# 书面要求 1
根据页面摘录,在检索“elasticsearch”的结果中,文档2的得分为什么高于文档1?请用一到三句话说明。
# 书面要求 2
在这篇关于ES相关性算法的页面摘录中,es现在采用的是哪种算分机制?

# 页面摘录
▼▼▼
ES-搜索的相关性算法

相关性和相关性算法

相关性

相关性算分描述了一个文档和查询语句匹配的程度,es会对每个匹配查询条件的结果进行算分

打分的本质是排序,将相关性高的文档排在最前面。es现在采用的是BM 25的算分机制

词频-term frequency-TF

检索词在一篇文档中出现的频率

算法:检索词的次数除以文档的总字数

度量一条查询和结果文档相关性的简单方法:简单讲搜索中的每一个词的TF进行相加

TF(区块链)+TF(的)+TF(应用)

stop word

过滤不必要的词进行算分

比如TF(的)是没有必要算分的

逆文档频率 IDF

DF:检索词在所有文档中出现的频率

inverse document frequency :简单的说就是:log(全部文档数/检索词出现的文档总数)

TF-IDF 本质上就是将TF求和变成加权求和

TF(区块链)*IDF(区块链)+TF(的)*IDF(的)+TF(应用)*IDF(应用)

POST testscore/_bulk
{"index":{"_id":1}}
{"content":"we use Elasticsearch to power the search"}
{"index":{"_id":2}}
{"content":"we like elasticsearch"}
{"index":{"_id":3}}
{"content":"the scoring of documents is caculated by the scoring formula"}
{"index":{"_id":4}}
{"content":"you know for search"}

GET testscore/_search
{
  "query": {
    "match": {
      "content": "elasticsearch"
    }
  }
}

结果:
{
  "took" : 2,
  "timed_out" : false,
  "_shards" : {
    "total" : 1,
    "successful" : 1,
    "skipped" : 0,
    "failed" : 0
  },
  "hits" : {
    "total" : {
      "value" : 2,
      "relation" : "eq"
    },
    "max_score" : 0.8713851,
    "hits" : [
      {
        "_index" : "testscore",
        "_type" : "_doc",
        "_id" : "2",
        "_score" : 0.8713851,//由于文档比较短,所以打分比较高
        "_source" : {
          "content" : "we like elasticsearch"
        }
      },
      {
        "_index" : "testscore",
        "_type" : "_doc",
        "_id" : "1",
        "_score" : 0.6489038,
        "_source" : {
          "content" : "we use Elasticsearch to power the search"
        }
      }
    ]
  }
}


GET testscore/_search
{
  "query": {
    "match": {
      "content": "you"
    }
  }
}

结果:
{
  "took" : 3,
  "timed_out" : false,
  "_shards" : {
    "total" : 1,
    "successful" : 1,
    "skipped" : 0,
    "failed" : 0
  },
  "hits" : {
    "total" : {
      "value" : 1,
      "relation" : "eq"
    },
    "max_score" : 1.3940738,
    "hits" : [
      {
        "_index" : "testscore",
        "_type" : "_doc",
        "_id" : "4",
        "_score" : 1.3940738,
        "_source" : {
          "content" : "you know for search"
▲▲▲
# 数据摘录
▼▼▼
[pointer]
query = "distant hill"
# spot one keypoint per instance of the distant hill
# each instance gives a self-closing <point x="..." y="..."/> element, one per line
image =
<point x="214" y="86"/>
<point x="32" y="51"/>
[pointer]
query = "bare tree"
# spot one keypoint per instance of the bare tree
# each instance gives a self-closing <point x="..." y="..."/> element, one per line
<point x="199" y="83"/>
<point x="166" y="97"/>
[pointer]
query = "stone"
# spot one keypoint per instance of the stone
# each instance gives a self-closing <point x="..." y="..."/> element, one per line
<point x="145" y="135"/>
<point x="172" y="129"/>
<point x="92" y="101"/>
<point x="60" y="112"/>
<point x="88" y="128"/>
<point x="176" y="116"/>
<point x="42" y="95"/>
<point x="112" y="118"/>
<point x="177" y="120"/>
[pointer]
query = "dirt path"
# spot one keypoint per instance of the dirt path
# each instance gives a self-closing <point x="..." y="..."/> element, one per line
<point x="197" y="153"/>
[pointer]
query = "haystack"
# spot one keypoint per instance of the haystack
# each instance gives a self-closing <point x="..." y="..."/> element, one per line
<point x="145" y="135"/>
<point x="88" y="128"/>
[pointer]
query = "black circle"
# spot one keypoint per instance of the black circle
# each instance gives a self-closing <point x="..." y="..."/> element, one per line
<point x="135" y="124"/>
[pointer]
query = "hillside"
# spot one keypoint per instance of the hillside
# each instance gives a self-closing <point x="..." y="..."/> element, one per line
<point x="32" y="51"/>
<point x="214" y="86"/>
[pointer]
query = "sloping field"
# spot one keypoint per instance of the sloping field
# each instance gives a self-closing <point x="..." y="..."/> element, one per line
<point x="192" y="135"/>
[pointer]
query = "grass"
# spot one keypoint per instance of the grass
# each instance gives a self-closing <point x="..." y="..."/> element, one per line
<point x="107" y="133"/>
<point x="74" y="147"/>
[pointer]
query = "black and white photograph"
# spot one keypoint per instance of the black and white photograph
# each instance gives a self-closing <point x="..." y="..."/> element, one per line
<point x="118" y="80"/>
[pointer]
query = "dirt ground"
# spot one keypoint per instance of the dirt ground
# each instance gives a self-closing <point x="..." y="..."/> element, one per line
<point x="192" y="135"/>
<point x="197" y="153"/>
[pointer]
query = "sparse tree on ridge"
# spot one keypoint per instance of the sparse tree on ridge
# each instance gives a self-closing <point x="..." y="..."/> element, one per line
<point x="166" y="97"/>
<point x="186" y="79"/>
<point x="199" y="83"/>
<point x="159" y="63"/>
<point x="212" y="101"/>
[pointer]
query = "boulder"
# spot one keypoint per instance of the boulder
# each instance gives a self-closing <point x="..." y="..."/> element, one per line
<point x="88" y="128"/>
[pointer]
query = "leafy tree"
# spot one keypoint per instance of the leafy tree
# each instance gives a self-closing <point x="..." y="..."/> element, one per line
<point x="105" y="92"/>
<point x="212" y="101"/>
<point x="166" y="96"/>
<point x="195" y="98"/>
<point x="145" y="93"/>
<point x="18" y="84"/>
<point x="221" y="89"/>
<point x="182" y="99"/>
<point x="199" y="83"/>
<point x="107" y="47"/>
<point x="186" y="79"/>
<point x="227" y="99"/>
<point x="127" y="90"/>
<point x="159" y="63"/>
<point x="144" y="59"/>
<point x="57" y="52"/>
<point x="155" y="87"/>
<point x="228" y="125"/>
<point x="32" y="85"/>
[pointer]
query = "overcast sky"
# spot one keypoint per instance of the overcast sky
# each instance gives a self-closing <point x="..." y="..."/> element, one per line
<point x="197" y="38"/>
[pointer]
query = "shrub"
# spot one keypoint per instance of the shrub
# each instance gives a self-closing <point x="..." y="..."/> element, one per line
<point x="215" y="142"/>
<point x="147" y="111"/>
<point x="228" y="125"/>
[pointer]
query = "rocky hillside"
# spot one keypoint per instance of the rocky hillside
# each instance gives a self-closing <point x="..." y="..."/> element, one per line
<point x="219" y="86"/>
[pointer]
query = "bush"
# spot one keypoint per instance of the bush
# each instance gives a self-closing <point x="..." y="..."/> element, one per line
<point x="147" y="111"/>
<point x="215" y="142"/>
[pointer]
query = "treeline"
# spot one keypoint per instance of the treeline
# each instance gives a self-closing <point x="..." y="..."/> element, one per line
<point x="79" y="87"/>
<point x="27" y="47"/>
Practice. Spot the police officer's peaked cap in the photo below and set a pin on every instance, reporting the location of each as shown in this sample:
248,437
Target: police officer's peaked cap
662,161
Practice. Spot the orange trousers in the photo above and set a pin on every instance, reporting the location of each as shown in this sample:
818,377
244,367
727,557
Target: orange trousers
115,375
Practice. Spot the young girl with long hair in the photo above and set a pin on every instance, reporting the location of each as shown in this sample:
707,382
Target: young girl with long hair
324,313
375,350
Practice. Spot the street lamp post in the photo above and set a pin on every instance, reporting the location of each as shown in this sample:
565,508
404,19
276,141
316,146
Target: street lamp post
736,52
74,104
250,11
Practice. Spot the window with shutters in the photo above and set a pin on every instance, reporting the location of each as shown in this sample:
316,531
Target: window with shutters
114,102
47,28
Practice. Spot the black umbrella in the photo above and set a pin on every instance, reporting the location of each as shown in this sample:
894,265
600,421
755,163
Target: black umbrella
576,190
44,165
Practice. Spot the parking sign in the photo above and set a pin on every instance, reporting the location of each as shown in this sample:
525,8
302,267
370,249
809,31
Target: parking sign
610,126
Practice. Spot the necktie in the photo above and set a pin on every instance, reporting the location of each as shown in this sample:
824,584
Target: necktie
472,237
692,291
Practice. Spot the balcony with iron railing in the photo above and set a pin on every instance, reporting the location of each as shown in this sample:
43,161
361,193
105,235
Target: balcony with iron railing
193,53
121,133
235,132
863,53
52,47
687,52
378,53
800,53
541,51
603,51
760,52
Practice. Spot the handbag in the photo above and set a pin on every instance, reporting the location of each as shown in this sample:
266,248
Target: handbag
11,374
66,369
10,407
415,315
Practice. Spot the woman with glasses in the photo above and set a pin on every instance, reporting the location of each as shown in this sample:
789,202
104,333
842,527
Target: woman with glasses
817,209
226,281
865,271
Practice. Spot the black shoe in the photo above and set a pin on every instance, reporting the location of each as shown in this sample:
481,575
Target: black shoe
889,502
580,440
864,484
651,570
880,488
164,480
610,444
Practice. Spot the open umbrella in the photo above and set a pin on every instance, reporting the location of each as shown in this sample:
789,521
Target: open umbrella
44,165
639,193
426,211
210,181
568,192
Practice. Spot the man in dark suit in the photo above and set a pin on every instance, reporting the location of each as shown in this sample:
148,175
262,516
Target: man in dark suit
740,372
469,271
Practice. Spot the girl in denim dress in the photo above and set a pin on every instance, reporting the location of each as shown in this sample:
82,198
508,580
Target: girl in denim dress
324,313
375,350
▲▲▲
# 正确结果 1
页面摘录在得分旁注明,文档2(“we like elasticsearch”)比较短,所以打分比较高。因此它的得分为0.8713851,高于文档1的0.6489038。

# 正确结果 2
es现在采用的是BM 25的算分机制。